_Requirement_
Go through the entries below, tally each line with the string "field", and give the final number by itself.
Top of Supplied information
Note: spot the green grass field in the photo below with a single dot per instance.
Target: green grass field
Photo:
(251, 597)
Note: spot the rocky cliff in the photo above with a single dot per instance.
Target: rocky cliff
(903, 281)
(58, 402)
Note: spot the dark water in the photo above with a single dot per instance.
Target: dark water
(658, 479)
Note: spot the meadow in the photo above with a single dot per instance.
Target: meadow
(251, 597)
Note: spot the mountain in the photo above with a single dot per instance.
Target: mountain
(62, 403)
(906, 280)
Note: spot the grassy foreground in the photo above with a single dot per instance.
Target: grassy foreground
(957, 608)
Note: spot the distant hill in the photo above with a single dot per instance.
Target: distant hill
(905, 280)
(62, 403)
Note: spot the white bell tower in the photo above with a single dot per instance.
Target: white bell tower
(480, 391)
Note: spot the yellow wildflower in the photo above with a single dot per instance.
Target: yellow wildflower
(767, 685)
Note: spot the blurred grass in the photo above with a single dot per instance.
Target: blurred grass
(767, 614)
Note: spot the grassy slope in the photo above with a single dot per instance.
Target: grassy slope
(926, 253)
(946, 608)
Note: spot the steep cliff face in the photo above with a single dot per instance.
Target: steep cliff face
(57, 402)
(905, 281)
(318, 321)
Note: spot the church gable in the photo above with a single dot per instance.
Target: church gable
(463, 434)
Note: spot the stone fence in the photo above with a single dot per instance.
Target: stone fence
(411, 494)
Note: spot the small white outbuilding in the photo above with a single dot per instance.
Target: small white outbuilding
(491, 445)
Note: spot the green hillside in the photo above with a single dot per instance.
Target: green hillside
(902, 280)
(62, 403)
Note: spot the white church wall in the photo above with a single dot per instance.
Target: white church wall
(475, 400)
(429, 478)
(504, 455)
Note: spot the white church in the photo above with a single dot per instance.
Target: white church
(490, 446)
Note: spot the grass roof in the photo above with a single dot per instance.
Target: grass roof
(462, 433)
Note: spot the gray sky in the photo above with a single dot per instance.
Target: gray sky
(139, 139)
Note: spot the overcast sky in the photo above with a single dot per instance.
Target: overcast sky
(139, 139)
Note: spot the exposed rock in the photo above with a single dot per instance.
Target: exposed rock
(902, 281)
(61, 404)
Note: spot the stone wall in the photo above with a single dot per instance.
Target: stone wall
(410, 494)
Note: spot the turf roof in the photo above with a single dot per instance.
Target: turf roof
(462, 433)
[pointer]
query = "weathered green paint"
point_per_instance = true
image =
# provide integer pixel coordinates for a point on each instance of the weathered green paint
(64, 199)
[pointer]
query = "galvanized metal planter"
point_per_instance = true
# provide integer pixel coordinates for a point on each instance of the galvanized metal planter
Bottom of Supplied information
_Exercise answer_
2